What to work on:
Your response should consist of the entries below, written out exactly.

Data for review:

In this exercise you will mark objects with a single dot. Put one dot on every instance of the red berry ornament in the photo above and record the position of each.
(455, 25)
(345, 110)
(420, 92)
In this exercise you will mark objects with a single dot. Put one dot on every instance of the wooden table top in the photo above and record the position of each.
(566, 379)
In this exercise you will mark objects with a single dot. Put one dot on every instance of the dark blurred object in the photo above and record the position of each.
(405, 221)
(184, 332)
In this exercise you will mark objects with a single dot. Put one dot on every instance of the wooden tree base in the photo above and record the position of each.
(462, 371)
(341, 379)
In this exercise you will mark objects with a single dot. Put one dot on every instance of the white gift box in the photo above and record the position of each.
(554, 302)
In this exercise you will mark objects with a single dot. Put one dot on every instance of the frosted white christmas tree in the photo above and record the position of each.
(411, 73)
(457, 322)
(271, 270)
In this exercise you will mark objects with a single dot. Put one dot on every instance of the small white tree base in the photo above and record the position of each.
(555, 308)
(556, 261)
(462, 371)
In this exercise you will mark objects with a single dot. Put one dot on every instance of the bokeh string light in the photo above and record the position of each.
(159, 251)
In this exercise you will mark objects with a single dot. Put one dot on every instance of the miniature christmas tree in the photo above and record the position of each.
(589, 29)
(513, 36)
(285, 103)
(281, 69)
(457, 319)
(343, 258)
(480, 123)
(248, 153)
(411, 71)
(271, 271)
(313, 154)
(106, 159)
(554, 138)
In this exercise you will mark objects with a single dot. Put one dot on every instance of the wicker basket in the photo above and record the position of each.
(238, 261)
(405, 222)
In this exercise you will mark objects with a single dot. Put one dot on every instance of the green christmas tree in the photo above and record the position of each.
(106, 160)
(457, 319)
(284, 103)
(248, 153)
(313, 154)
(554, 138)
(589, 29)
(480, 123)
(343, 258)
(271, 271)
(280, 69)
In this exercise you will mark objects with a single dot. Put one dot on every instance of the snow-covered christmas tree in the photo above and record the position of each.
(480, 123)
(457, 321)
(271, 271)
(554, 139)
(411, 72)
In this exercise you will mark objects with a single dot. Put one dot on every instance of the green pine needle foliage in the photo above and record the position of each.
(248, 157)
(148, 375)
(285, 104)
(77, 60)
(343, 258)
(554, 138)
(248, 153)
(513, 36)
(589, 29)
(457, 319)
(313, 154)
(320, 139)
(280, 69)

Output:
In this exercise you will mark objects with a single dot. Put one dot on every instance of the red berry ornament in the photo above and record the position of each.
(455, 25)
(345, 110)
(420, 92)
In this exercise you will mark objects with a single dot. Put one dot on every instance of the wooden table top in the photo above and record the position of each.
(566, 379)
In this exercise you will mark objects with a single dot. Put one dot on every instance of the dark blurred object in the photo above and record the position of each.
(405, 221)
(184, 332)
In this exercise you will mark objects with a single dot. Put one dot on every instance of the wooden tree base in the photo above and record the position of each.
(462, 371)
(341, 379)
In this exercise you will mark objects with a single dot. Put one dot on every instance of the white gift box in the photo above and record the position of each.
(554, 302)
In this exercise you will mark objects with a single dot. Put one dot on every instance of the frosted white christmas tree in the photo above and record the position of each.
(411, 73)
(457, 322)
(271, 270)
In this exercise you will mark objects with a single dot. Put one dot on every instance of the small white tree base in the photo above and record the position of each.
(555, 308)
(556, 261)
(462, 371)
In this exercise you will mark objects with a single dot. Put one dot on every instance of the bokeh string light in the photo above and record the position of each.
(159, 251)
In this exercise you will mark objects with a single dot. Put one dot on every instance of the miniature christmas tree in the photo above and record the position of each.
(589, 29)
(513, 36)
(285, 103)
(281, 69)
(457, 319)
(343, 258)
(480, 123)
(248, 153)
(411, 71)
(271, 271)
(313, 154)
(106, 159)
(554, 138)
In this exercise you will mark objects with a single dot. Put one dot on every instance of the wicker basket in the photo above and record the position of each.
(238, 261)
(405, 222)
In this exercise you will mark objects with a single dot. Put one dot on every instance of the green christmas tree in the photo above and record the position of each.
(106, 160)
(457, 319)
(284, 103)
(248, 153)
(313, 154)
(554, 138)
(589, 29)
(480, 123)
(343, 258)
(271, 271)
(280, 69)
In this exercise you will mark objects with a single dot. Put one dot on every instance of the snow-covered christmas tree in the photo above and record the position of each.
(480, 123)
(457, 321)
(271, 271)
(554, 139)
(411, 72)
In this exercise you will mark objects with a single dot. Put one dot on every instance of the green pine needle foliage in the photo above and record the position of each.
(248, 157)
(148, 375)
(285, 104)
(77, 60)
(343, 258)
(554, 138)
(248, 153)
(513, 36)
(589, 29)
(457, 319)
(313, 154)
(320, 139)
(280, 69)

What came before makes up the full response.